— Extracted text —

Thanks, that is basically exactly what I was told and you're the first person to confirm that. I use nothing but my brand in my fleet. I was just asking a general question that I keep hearing people saying you can put any hydraulic fluid in and it will work and I was told by some very smart people exactly what you said. There is some hydraulic fluid that drastically shortens o'rings because of what it is not used for. It calls for a different hydraulic fluid. Yes I know the viscosities are around the same with ATF. Basically you're the first person that looks at it the way I do after I was told these things bye of very smart group of men. I don't mess around I buy cases of the brand name **** LOL


----------



## cycleman

I just got back from Boss. I had to put Fisher oil in because a hose was loose in garage and having a new plow didn't think to buy Boss oil. Mechanic said if I had problems and used a different oil Boss would void warranty. Had him drain out all oil and fill again with Boss.


----------



## Hydromaster

https://content.bossplow.com/content/servicecenter/documents/consumer_warranty_policy.pdf

I didn't see mention of that in their warranty.


----------



## cwren2472

The Fisher fluid would have been fine. BOSS themselves have stated that equivalent fluids are acceptable if BOSS fluid is unavailable (mind you, that does not mean that ATF is acceptable as some would have you believe...)

https://www.plowsite.com/threads/boss-plow-fluid-change.144211/#post-1931254


----------

— Work to be completed —
In the forum thread about plow hydraulic fluid, state what the mechanic said Boss would do if there were problems after a different oil had been used.

— Raw data —
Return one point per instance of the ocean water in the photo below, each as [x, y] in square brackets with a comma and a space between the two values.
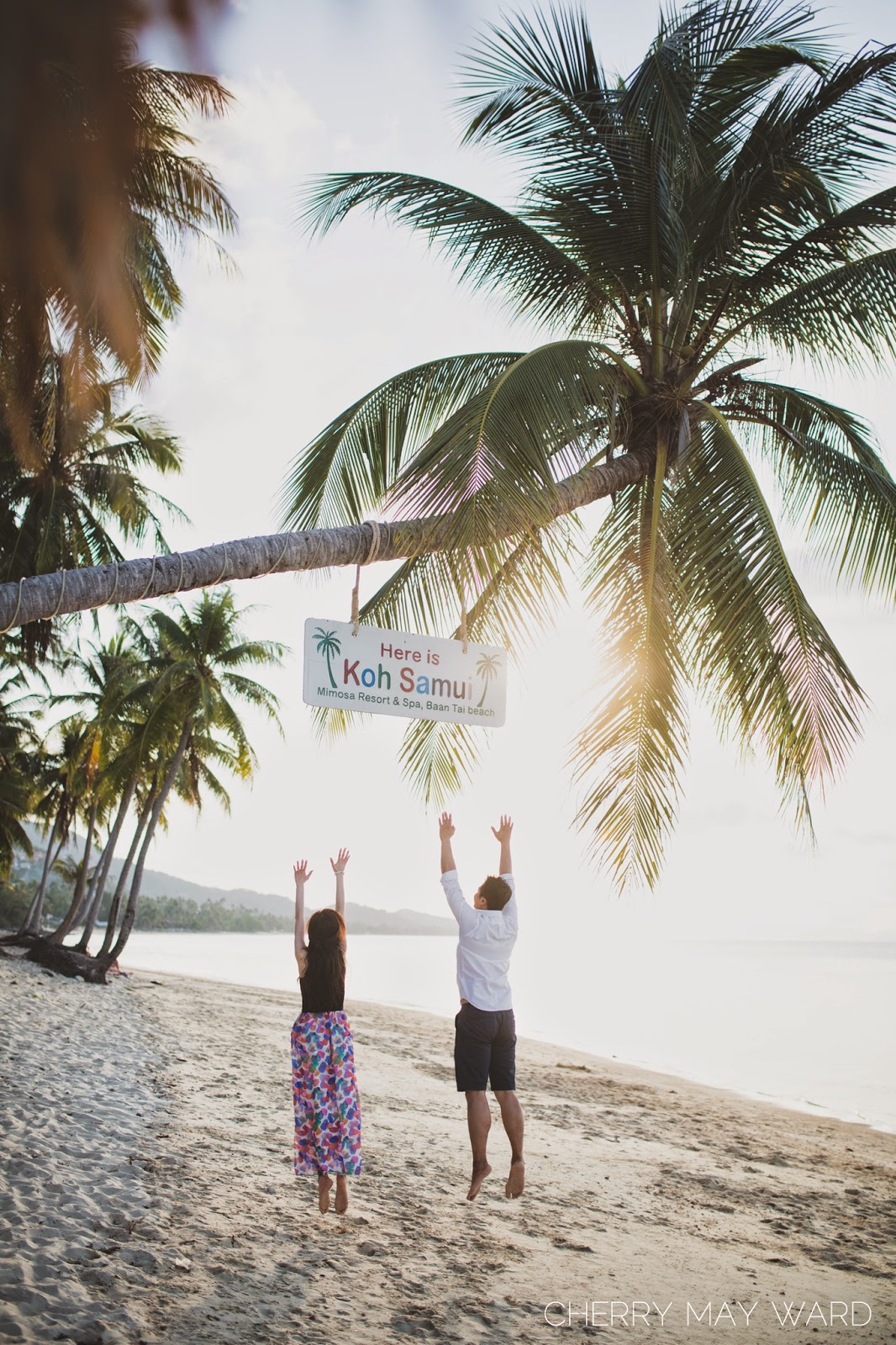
[809, 1026]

— Full answer —
Boss would void the warranty.